Reproduce what is written in the records below exactly, and leave out the images.

*** Opening of Data extracts ***

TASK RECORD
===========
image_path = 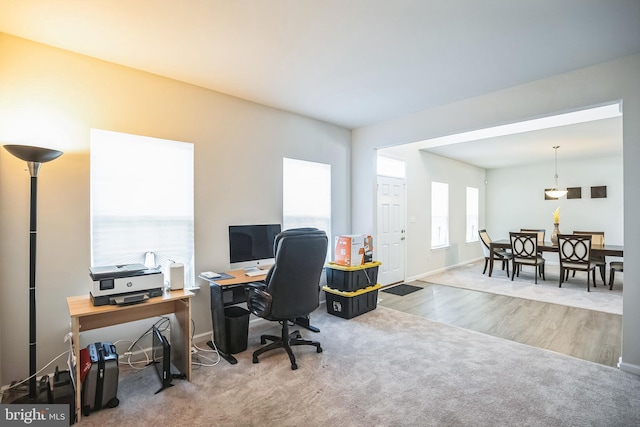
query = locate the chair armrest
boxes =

*** Close of Data extracts ***

### Answer to this task
TASK RECORD
===========
image_path = 
query = locate the chair armrest
boxes =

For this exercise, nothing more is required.